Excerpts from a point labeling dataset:
►

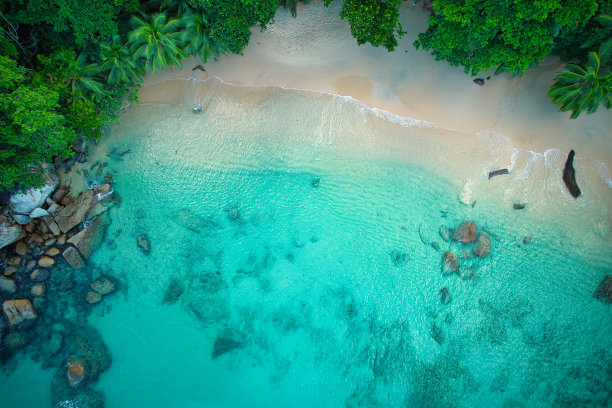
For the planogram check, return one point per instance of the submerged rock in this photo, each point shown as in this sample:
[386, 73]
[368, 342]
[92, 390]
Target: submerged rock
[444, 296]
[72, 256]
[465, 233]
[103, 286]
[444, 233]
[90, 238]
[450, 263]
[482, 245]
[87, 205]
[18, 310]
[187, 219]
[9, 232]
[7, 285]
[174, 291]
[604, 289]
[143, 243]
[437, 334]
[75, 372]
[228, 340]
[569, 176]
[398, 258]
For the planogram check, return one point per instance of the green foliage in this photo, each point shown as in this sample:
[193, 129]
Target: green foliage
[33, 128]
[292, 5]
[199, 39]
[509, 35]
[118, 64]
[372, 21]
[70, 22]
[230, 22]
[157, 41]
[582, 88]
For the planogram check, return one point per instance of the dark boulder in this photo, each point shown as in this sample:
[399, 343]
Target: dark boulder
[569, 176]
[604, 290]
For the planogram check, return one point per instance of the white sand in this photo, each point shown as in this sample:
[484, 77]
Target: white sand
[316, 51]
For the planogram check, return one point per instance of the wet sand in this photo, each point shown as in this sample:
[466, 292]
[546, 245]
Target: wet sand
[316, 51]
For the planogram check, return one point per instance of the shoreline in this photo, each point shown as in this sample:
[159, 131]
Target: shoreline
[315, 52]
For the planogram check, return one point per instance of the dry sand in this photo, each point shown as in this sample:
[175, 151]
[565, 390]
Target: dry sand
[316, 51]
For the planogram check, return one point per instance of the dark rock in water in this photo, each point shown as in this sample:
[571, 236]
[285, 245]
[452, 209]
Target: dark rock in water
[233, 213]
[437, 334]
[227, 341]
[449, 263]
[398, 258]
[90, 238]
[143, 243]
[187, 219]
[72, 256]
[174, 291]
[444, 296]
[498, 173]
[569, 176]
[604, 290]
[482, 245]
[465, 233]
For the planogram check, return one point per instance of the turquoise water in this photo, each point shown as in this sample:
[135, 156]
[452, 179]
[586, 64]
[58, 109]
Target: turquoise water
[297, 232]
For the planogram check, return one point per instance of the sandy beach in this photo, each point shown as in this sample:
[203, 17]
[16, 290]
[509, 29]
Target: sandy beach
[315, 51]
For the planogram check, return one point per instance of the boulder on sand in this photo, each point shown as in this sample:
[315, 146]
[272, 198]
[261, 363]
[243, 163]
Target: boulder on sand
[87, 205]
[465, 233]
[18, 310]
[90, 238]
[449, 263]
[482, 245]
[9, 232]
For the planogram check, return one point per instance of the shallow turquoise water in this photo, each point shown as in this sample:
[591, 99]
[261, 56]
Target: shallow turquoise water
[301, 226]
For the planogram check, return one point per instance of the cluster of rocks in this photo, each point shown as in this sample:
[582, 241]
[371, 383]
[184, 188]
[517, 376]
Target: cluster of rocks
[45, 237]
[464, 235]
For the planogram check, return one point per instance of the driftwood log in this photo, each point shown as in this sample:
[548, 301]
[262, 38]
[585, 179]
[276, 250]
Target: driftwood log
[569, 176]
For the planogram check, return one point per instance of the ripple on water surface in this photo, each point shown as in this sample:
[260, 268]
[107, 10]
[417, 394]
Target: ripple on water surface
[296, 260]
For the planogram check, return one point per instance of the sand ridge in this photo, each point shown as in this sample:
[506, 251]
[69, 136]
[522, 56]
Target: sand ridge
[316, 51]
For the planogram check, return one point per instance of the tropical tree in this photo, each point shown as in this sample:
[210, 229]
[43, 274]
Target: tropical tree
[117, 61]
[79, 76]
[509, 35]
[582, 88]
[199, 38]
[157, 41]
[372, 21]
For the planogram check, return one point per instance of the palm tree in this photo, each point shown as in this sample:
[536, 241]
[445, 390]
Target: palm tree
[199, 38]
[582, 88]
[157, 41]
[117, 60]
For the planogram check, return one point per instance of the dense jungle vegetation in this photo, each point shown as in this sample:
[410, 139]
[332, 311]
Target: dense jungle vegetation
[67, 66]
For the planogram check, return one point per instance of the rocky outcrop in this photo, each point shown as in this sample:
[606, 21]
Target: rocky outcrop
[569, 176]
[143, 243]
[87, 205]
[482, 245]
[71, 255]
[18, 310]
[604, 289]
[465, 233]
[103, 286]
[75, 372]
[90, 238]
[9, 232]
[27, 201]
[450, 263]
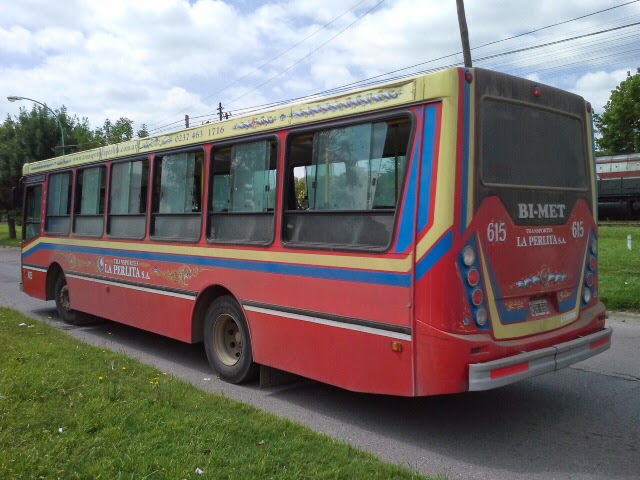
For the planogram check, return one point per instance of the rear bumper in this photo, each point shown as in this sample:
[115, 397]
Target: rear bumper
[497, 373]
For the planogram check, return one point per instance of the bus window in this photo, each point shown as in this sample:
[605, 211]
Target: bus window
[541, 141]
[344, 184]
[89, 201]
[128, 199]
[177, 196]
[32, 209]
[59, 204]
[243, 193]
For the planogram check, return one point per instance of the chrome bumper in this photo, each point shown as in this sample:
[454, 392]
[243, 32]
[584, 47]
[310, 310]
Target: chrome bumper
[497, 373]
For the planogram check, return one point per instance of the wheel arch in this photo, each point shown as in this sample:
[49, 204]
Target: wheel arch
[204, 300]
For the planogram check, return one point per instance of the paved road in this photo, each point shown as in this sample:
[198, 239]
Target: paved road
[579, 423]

◄
►

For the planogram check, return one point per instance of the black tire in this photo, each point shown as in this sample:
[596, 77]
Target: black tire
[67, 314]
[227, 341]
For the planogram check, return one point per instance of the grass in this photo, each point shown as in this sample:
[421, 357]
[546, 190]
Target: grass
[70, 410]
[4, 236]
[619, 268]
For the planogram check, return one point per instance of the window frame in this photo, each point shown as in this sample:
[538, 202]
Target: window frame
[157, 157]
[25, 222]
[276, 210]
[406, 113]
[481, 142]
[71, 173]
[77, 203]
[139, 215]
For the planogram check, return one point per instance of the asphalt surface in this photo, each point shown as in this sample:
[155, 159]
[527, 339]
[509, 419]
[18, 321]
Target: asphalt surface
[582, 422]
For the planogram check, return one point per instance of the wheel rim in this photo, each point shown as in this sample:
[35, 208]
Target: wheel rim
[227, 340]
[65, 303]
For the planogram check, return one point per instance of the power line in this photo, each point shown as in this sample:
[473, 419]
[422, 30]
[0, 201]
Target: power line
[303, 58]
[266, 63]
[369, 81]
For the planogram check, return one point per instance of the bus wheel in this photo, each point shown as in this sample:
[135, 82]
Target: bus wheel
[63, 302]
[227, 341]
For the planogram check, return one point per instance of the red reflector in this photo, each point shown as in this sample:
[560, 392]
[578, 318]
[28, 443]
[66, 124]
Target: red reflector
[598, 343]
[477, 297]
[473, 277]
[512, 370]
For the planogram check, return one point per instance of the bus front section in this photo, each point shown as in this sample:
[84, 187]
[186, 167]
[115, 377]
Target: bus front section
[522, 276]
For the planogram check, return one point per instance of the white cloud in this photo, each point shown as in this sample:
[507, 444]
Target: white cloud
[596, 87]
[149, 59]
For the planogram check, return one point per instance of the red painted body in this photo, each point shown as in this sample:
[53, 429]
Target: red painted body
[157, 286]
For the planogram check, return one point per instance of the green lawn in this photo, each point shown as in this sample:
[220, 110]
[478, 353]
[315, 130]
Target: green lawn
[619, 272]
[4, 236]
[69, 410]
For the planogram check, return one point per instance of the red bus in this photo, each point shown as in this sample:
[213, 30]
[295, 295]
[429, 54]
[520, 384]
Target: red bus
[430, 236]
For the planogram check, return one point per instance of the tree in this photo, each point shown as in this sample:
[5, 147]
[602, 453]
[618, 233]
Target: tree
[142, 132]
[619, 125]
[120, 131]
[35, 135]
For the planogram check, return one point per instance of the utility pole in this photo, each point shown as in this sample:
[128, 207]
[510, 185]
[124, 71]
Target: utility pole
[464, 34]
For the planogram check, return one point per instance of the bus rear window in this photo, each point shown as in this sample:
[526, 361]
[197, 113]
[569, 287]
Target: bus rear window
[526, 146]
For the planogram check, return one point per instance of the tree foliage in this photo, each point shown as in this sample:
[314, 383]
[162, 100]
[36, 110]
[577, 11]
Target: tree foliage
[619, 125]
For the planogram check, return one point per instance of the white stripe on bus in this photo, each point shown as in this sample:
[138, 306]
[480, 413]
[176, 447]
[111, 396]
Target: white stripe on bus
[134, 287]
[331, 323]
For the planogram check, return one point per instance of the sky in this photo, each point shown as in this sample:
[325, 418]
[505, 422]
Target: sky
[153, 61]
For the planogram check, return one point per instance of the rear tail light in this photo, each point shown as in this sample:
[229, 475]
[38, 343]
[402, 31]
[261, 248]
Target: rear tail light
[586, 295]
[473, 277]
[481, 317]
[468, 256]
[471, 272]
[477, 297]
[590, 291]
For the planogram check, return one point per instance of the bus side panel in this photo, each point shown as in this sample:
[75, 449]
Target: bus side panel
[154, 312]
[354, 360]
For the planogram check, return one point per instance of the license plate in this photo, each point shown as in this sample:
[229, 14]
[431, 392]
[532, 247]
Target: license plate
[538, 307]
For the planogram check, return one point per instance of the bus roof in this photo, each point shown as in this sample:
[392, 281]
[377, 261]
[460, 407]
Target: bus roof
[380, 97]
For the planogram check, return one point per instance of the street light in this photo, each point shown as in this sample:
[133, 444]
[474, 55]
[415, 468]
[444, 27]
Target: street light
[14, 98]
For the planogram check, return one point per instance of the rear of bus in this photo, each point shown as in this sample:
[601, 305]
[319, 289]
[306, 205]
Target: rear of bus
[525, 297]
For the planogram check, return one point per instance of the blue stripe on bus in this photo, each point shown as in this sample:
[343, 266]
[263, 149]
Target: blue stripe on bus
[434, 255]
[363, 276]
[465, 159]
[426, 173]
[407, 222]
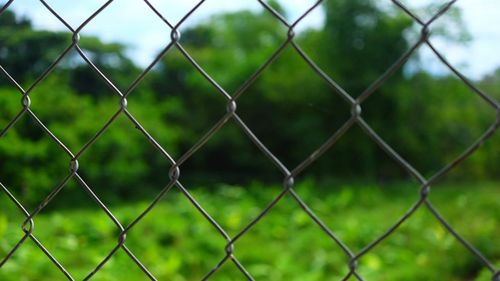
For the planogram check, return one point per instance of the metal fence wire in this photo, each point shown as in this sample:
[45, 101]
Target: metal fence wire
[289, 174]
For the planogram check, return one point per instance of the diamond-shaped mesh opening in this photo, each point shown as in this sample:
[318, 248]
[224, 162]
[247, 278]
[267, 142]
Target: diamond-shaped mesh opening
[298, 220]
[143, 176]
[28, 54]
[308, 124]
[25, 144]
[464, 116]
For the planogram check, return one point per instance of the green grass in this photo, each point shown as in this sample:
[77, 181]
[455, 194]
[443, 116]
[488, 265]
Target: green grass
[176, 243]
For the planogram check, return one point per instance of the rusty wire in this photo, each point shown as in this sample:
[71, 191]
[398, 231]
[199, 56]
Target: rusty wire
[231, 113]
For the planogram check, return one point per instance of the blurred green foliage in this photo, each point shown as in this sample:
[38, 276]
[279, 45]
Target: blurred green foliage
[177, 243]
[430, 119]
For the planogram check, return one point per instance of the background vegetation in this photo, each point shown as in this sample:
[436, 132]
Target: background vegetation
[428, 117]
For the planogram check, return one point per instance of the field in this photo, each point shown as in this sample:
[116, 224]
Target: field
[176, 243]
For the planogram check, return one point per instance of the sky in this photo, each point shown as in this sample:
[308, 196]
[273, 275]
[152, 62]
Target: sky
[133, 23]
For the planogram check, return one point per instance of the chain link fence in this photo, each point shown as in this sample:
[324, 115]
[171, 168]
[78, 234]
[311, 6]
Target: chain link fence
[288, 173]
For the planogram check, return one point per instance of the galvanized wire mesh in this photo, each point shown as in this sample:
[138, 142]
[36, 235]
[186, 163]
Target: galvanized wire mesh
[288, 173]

◄

### What is being asked
Report each line in the items above that contains the string "side". Case counts.

### Exercise output
For the planogram check, return one point per instance of the bus side panel in this photo, each point shown as in this sample:
Target: bus side panel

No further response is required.